### CONSIGNES DE L'EXERCICE
Reproduisez telles quelles les lignes des entrées depuis celle qui contient « Would you be able to identify the lobed » jusqu'à la dernière ligne des entrées, ces deux lignes comprises.

### LIGNES DE DONNÉES

· · ·

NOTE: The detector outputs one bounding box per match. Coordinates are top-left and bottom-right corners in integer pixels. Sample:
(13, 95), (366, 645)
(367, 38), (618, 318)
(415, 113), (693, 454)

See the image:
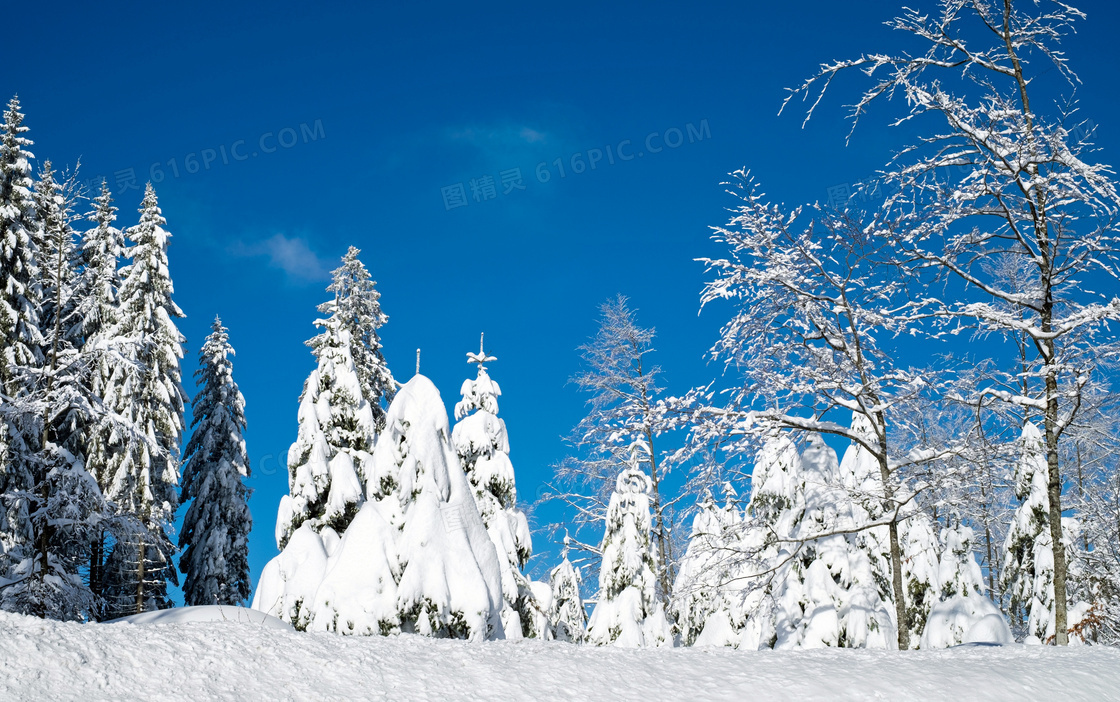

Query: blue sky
(0, 0), (1120, 580)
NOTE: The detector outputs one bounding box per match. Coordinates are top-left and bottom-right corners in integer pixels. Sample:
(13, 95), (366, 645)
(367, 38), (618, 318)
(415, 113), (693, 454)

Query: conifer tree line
(0, 97), (251, 620)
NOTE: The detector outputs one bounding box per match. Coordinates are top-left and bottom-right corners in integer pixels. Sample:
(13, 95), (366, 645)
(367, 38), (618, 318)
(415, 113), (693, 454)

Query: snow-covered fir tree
(179, 317), (253, 606)
(750, 436), (897, 648)
(587, 447), (673, 648)
(899, 509), (941, 646)
(277, 316), (376, 549)
(451, 340), (547, 638)
(69, 180), (124, 596)
(0, 97), (43, 609)
(1001, 422), (1080, 642)
(319, 246), (396, 430)
(0, 155), (109, 620)
(368, 375), (503, 638)
(921, 520), (1012, 649)
(253, 375), (503, 639)
(673, 484), (748, 646)
(0, 97), (43, 389)
(102, 184), (185, 614)
(549, 535), (587, 644)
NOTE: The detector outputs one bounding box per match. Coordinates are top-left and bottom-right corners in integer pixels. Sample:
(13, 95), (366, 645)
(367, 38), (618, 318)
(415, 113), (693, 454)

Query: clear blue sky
(0, 0), (1120, 600)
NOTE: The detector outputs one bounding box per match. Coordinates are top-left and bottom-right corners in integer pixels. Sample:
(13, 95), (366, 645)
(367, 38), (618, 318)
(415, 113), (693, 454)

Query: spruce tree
(549, 535), (587, 644)
(276, 316), (376, 549)
(587, 447), (673, 648)
(0, 97), (43, 600)
(1000, 422), (1080, 642)
(102, 184), (185, 614)
(0, 161), (108, 619)
(673, 485), (747, 646)
(451, 338), (537, 638)
(179, 317), (253, 606)
(69, 180), (123, 596)
(0, 97), (43, 389)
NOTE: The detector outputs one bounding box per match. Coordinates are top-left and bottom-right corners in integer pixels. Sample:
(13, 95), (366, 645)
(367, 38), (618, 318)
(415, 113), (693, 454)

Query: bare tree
(693, 171), (954, 648)
(547, 296), (680, 606)
(791, 0), (1120, 645)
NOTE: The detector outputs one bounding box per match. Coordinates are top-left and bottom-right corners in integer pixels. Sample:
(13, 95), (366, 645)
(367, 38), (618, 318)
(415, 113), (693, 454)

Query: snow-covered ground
(0, 612), (1120, 702)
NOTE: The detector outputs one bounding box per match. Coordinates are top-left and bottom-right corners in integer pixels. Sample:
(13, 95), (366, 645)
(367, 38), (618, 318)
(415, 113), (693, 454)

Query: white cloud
(231, 234), (328, 282)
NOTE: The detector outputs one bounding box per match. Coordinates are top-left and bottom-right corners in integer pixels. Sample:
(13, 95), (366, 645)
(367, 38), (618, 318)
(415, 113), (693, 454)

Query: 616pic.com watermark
(77, 120), (327, 195)
(439, 120), (711, 210)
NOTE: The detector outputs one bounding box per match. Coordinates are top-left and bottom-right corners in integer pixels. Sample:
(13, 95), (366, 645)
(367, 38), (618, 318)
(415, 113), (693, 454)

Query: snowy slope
(0, 612), (1120, 702)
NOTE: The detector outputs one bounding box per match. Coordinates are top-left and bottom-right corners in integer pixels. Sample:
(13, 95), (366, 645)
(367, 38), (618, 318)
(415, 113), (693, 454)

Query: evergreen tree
(451, 339), (537, 638)
(312, 246), (396, 430)
(749, 436), (896, 648)
(367, 375), (504, 638)
(102, 184), (185, 614)
(0, 97), (43, 604)
(179, 317), (253, 606)
(549, 535), (587, 644)
(0, 97), (43, 389)
(75, 180), (124, 347)
(899, 512), (951, 646)
(1001, 422), (1084, 642)
(69, 180), (123, 596)
(587, 447), (673, 648)
(0, 161), (109, 619)
(1001, 422), (1049, 625)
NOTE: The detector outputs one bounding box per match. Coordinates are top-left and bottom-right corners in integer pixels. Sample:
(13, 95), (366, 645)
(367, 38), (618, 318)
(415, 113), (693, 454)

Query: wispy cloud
(447, 124), (549, 151)
(230, 234), (328, 282)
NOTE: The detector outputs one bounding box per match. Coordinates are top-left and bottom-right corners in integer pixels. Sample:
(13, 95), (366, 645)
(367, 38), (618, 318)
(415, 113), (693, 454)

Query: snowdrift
(0, 612), (1120, 702)
(105, 605), (295, 631)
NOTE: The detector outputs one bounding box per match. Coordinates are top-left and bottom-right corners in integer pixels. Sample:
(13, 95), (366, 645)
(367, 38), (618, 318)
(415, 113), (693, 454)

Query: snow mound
(0, 612), (1120, 702)
(106, 605), (293, 631)
(922, 595), (1014, 648)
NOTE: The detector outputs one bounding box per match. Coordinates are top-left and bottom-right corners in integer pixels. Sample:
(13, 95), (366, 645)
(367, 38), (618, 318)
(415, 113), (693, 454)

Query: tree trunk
(1045, 371), (1070, 646)
(878, 448), (909, 650)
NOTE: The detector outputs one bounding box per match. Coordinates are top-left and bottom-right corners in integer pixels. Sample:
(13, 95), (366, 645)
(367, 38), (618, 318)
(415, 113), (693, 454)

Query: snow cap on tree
(549, 534), (587, 644)
(588, 447), (673, 648)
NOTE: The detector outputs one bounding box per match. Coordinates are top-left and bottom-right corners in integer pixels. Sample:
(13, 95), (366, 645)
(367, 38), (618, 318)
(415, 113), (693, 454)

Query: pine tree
(319, 246), (396, 430)
(899, 512), (949, 646)
(102, 184), (185, 614)
(549, 535), (587, 644)
(69, 180), (129, 596)
(1001, 422), (1084, 642)
(2, 161), (109, 619)
(0, 97), (43, 604)
(750, 436), (897, 648)
(0, 97), (43, 389)
(587, 447), (673, 648)
(367, 375), (504, 638)
(179, 317), (253, 606)
(451, 339), (537, 638)
(673, 484), (749, 646)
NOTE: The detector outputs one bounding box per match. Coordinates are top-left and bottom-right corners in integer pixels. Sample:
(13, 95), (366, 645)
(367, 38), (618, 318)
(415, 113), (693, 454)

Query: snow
(0, 612), (1120, 702)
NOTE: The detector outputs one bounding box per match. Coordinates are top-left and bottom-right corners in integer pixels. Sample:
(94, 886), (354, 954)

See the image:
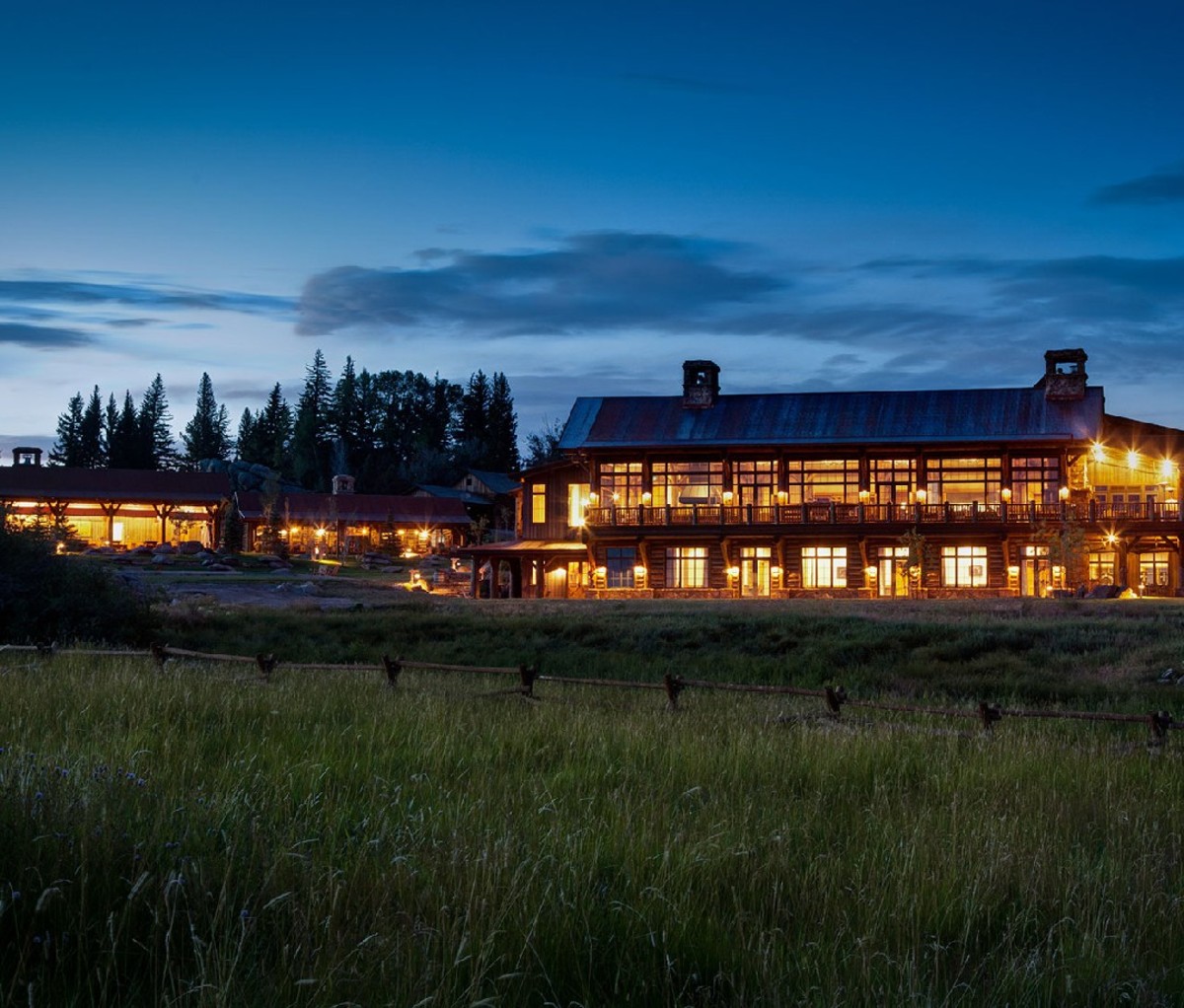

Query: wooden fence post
(662, 672), (686, 711)
(978, 700), (1002, 731)
(1149, 711), (1172, 746)
(383, 654), (403, 689)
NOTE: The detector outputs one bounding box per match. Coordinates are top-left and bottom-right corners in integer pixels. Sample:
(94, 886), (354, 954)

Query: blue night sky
(0, 0), (1184, 464)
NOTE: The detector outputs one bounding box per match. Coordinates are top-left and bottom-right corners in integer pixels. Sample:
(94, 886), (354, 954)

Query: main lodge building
(464, 349), (1184, 598)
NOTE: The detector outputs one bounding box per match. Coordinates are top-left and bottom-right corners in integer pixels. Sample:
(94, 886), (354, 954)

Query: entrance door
(740, 546), (772, 599)
(1019, 546), (1053, 599)
(878, 546), (908, 599)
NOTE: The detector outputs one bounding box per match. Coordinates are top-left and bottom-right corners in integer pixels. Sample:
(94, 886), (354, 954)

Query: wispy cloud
(1089, 161), (1184, 206)
(0, 279), (294, 315)
(0, 322), (95, 350)
(297, 232), (785, 336)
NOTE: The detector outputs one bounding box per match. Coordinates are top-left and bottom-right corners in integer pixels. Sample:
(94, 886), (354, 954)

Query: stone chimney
(682, 361), (720, 409)
(1036, 346), (1088, 402)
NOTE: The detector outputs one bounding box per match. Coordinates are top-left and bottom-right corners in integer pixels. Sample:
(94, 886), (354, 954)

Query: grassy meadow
(0, 598), (1184, 1008)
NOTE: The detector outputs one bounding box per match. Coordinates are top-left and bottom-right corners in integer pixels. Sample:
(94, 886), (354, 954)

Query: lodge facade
(468, 349), (1184, 599)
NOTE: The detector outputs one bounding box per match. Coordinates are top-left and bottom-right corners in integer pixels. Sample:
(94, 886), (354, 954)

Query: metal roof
(558, 388), (1103, 451)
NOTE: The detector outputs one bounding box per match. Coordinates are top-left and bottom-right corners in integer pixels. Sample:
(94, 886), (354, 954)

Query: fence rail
(0, 644), (1184, 742)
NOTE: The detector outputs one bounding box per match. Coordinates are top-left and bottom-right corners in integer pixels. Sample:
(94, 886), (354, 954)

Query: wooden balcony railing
(585, 500), (1180, 529)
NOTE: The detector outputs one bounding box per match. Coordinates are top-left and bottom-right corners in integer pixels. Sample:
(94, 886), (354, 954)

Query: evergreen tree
(250, 382), (292, 473)
(140, 374), (178, 468)
(235, 407), (260, 462)
(291, 349), (333, 490)
(481, 372), (519, 472)
(182, 373), (231, 469)
(78, 385), (107, 468)
(330, 357), (363, 475)
(107, 392), (146, 468)
(49, 392), (83, 468)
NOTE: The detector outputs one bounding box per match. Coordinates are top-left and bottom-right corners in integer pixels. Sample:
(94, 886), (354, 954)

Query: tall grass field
(0, 600), (1184, 1008)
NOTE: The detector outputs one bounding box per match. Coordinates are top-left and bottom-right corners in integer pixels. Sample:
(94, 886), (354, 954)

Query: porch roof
(0, 465), (231, 506)
(237, 493), (472, 528)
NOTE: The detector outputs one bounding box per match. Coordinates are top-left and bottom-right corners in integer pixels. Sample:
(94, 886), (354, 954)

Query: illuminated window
(667, 546), (706, 588)
(785, 459), (859, 504)
(599, 463), (641, 508)
(653, 462), (723, 508)
(1011, 457), (1061, 504)
(801, 546), (847, 588)
(1139, 550), (1172, 588)
(604, 546), (637, 588)
(925, 458), (1001, 504)
(1089, 550), (1114, 585)
(941, 546), (987, 588)
(567, 482), (592, 528)
(732, 459), (777, 508)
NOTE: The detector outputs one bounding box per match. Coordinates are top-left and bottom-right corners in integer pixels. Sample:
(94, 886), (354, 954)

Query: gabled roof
(0, 465), (231, 505)
(238, 493), (472, 528)
(558, 388), (1103, 451)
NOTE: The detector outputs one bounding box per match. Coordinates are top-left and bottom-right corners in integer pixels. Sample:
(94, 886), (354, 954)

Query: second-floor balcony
(584, 500), (1180, 529)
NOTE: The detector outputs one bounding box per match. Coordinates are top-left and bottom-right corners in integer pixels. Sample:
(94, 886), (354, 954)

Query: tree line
(49, 350), (520, 493)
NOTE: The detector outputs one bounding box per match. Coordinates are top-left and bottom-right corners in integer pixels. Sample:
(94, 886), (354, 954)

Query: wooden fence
(0, 644), (1184, 743)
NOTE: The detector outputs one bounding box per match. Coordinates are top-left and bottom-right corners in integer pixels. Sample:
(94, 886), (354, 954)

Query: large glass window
(604, 546), (637, 588)
(599, 463), (641, 508)
(868, 459), (917, 504)
(732, 459), (777, 508)
(1089, 549), (1114, 585)
(785, 459), (859, 504)
(653, 462), (723, 508)
(941, 545), (987, 588)
(925, 458), (1001, 504)
(667, 546), (706, 588)
(1139, 550), (1172, 588)
(801, 546), (847, 588)
(1011, 457), (1061, 504)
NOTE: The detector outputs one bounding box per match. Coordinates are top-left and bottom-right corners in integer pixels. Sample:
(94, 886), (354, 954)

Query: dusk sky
(0, 0), (1184, 465)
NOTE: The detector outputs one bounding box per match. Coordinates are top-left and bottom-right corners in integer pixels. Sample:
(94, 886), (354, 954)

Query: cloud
(0, 322), (95, 350)
(297, 232), (785, 336)
(1089, 161), (1184, 206)
(0, 280), (292, 315)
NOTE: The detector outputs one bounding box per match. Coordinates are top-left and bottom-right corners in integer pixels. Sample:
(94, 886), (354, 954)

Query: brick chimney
(682, 361), (720, 409)
(1036, 346), (1088, 402)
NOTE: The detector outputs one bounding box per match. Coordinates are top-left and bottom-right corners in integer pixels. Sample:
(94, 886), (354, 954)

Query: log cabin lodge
(462, 349), (1184, 599)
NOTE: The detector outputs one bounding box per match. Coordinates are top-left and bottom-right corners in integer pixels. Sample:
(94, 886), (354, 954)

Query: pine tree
(182, 373), (231, 469)
(107, 392), (147, 468)
(483, 372), (519, 472)
(140, 374), (178, 468)
(330, 357), (362, 475)
(291, 350), (333, 490)
(250, 382), (292, 473)
(49, 392), (83, 468)
(78, 385), (107, 468)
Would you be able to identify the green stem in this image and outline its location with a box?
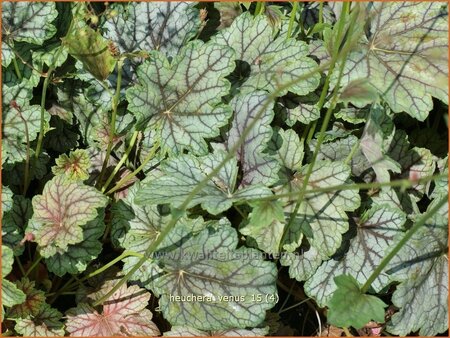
[15,107,30,196]
[13,57,23,81]
[106,142,159,195]
[361,196,448,293]
[79,251,136,283]
[97,60,123,187]
[255,1,264,15]
[344,139,359,164]
[94,37,358,306]
[14,256,26,276]
[280,2,357,245]
[278,298,311,314]
[102,131,139,193]
[286,1,298,40]
[244,174,447,204]
[35,9,78,159]
[35,71,54,159]
[48,276,75,305]
[342,326,353,337]
[24,252,42,277]
[319,1,323,25]
[306,121,317,144]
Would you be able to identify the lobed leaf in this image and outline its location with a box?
[135,151,271,215]
[126,40,234,155]
[27,176,108,258]
[341,2,448,121]
[213,12,319,96]
[103,2,200,57]
[2,1,58,67]
[304,205,406,306]
[66,280,159,337]
[153,219,276,331]
[226,91,279,187]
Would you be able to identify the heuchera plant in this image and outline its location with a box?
[1,2,448,336]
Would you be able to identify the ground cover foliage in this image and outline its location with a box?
[1,2,448,336]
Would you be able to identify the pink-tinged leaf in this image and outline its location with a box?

· · ·

### EXERCICE CORRIGÉ
Would you be able to identify the lobed leaf in this image and outline its location with a box?
[135,151,271,215]
[126,40,234,155]
[27,176,108,258]
[341,2,448,121]
[213,12,319,96]
[103,2,200,57]
[2,1,58,67]
[304,205,406,306]
[66,280,159,337]
[153,219,276,331]
[226,91,279,187]
Would you be able to identify the heuchera plant in this image and outline its location with a box?
[1,2,448,336]
Would you be able to identify the ground cover foliage in this image and outline its location with a box?
[1,2,448,336]
Would you be able to identify the pink-tinged leaf in this image and outline its location with a box?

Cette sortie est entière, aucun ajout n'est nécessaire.